%%
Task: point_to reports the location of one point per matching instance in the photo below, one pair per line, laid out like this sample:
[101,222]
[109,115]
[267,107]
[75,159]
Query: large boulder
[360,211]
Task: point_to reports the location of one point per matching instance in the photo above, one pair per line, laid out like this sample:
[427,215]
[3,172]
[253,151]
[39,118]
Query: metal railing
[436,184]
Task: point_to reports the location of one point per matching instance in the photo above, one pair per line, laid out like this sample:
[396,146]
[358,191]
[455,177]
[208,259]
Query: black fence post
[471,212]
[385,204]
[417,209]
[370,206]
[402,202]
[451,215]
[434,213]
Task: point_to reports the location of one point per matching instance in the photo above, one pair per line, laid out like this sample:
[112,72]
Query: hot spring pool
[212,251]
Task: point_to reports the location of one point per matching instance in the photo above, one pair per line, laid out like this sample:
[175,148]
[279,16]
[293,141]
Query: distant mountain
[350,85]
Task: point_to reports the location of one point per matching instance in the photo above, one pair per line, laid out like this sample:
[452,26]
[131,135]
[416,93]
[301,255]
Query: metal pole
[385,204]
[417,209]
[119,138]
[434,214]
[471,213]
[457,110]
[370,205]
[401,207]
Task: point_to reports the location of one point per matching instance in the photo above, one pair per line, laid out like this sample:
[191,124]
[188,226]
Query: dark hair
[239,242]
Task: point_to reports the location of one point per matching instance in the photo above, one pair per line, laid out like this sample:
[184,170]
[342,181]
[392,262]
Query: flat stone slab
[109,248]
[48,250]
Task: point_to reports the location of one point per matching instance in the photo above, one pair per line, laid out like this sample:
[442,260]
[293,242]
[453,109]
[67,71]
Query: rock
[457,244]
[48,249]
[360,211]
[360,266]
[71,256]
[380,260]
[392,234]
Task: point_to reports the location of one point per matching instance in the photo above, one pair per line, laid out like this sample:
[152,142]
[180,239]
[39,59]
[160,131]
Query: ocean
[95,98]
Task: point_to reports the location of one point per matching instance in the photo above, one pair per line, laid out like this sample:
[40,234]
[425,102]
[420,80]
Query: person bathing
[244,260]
%%
Above are the records; copy all of them exactly.

» OUTPUT OF THE TASK:
Task: point_to reports the location of one point per matching instance in the photo below, one pair per line, laid out like this sample:
[101,222]
[109,115]
[267,107]
[75,159]
Query: large boulder
[360,211]
Task: point_to reports the location of one point per matching instance in the photo above, one pair per line, laid out like this sample:
[427,215]
[3,172]
[253,151]
[39,118]
Query: metal railing
[436,184]
Task: point_to reports the location of one point per matching instance in the photo above, one pair per line, laid out like this sample:
[396,146]
[358,191]
[455,177]
[208,259]
Query: black fence post
[471,212]
[385,204]
[417,209]
[370,206]
[402,202]
[451,215]
[434,213]
Task: point_to reports the location of one point per matching instance in the photo above, one pair per line, laid out like this sample:
[112,72]
Query: hot spring pool
[212,251]
Task: point_to reports the location of one point per matching instance in the photo above, one pair per line, laid out like this sample:
[175,148]
[279,16]
[293,141]
Query: distant mountain
[350,85]
Task: point_to reports the location of one point per matching instance in the photo above, one pair per line, laid out like this sample:
[452,26]
[131,135]
[416,93]
[301,255]
Query: metal pole
[385,204]
[417,209]
[119,138]
[434,214]
[471,213]
[457,110]
[370,205]
[401,207]
Task: point_to reports the location of one point per matching instance in the photo above, one pair per line, laid out like this sample:
[191,124]
[188,226]
Query: dark hair
[239,242]
Task: point_to reports the location of one point per matching instance in the photo above, one pair per line, laid out like this sample:
[184,170]
[342,181]
[392,262]
Query: flat stone slab
[109,248]
[48,250]
Task: point_to reports the location of one point per matching instance in the photo above, one pair per line, laid out like this sample:
[442,260]
[293,242]
[453,109]
[67,71]
Query: rock
[457,244]
[48,249]
[360,211]
[360,266]
[71,256]
[380,260]
[392,234]
Task: point_to reports the location of one point per matching instance in the photo above, one pair per line, laid out like this sample:
[152,142]
[180,239]
[39,59]
[160,131]
Query: ocean
[95,98]
Task: point_to reports the location of one point per matching instance in the photo above, one pair per line, laid out like this sample:
[40,234]
[425,102]
[420,80]
Query: person bathing
[244,260]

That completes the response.